SHORT PROBLEM. Identify the line that contains "Each instance receives one keypoint. Mark the large" in the material. Output it and every line after it, unchanged, through the end.

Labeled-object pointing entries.
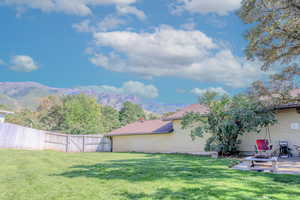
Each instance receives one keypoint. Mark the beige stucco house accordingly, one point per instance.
(167, 135)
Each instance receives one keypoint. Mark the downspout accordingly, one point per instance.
(111, 144)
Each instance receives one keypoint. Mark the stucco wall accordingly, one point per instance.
(179, 141)
(279, 132)
(2, 118)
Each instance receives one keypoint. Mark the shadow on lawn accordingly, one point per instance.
(211, 192)
(200, 173)
(155, 167)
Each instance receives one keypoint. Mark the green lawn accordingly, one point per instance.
(46, 175)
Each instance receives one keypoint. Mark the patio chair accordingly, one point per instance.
(297, 148)
(284, 150)
(263, 149)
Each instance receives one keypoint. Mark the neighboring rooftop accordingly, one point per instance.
(6, 112)
(144, 128)
(196, 108)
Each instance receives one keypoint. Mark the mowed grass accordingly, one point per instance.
(47, 175)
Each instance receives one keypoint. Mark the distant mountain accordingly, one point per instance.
(28, 95)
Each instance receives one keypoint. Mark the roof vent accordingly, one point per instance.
(142, 119)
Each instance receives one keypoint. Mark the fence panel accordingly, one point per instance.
(18, 137)
(14, 136)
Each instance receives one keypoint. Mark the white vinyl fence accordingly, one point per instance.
(18, 137)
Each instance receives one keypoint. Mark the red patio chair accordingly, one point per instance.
(263, 148)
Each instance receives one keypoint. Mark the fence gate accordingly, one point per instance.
(76, 143)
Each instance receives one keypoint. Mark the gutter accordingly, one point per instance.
(146, 133)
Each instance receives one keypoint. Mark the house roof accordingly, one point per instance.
(287, 106)
(144, 128)
(6, 112)
(196, 108)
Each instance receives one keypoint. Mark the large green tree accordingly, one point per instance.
(229, 117)
(274, 37)
(111, 119)
(131, 112)
(82, 115)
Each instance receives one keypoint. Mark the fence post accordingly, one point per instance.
(83, 143)
(68, 143)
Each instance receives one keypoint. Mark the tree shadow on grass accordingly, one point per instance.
(200, 173)
(212, 192)
(155, 167)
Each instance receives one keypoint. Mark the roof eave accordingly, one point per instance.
(146, 133)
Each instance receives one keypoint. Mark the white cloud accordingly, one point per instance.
(108, 23)
(190, 25)
(131, 87)
(84, 26)
(220, 7)
(178, 53)
(2, 62)
(200, 92)
(74, 7)
(126, 9)
(23, 63)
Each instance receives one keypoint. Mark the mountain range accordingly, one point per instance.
(18, 95)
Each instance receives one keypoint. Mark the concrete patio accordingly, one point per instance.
(285, 166)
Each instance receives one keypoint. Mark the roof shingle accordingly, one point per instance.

FINISHED EXERCISE.
Each instance receives one keypoint. Mark the large green tree accordingly, one point per instance.
(229, 117)
(274, 37)
(111, 119)
(131, 112)
(82, 115)
Each instance receives one keypoint. Mark the fence post accordingly, one point per instance.
(83, 143)
(68, 143)
Each instance receives one keypoint. Mark the tree shadow on grass accordingly, one point per instance.
(200, 173)
(212, 192)
(155, 167)
Each instance receives one keypoint. Mark the roof eave accordingly, one point per instance.
(146, 133)
Each instance receives one keypoint. Mark the white cloud accordingly, one point per instance.
(108, 23)
(190, 25)
(131, 87)
(84, 26)
(220, 7)
(178, 53)
(2, 62)
(200, 92)
(74, 7)
(126, 9)
(23, 63)
Each instance receives one keypoint. Mark the mountain range accordingly, one point per instance.
(18, 95)
Each instance receives one keypoint. Mark the concrete patio accordingly, one point per instance.
(285, 166)
Each instance receives one keypoint. Mark the roof shingle accordingly, one point per instance.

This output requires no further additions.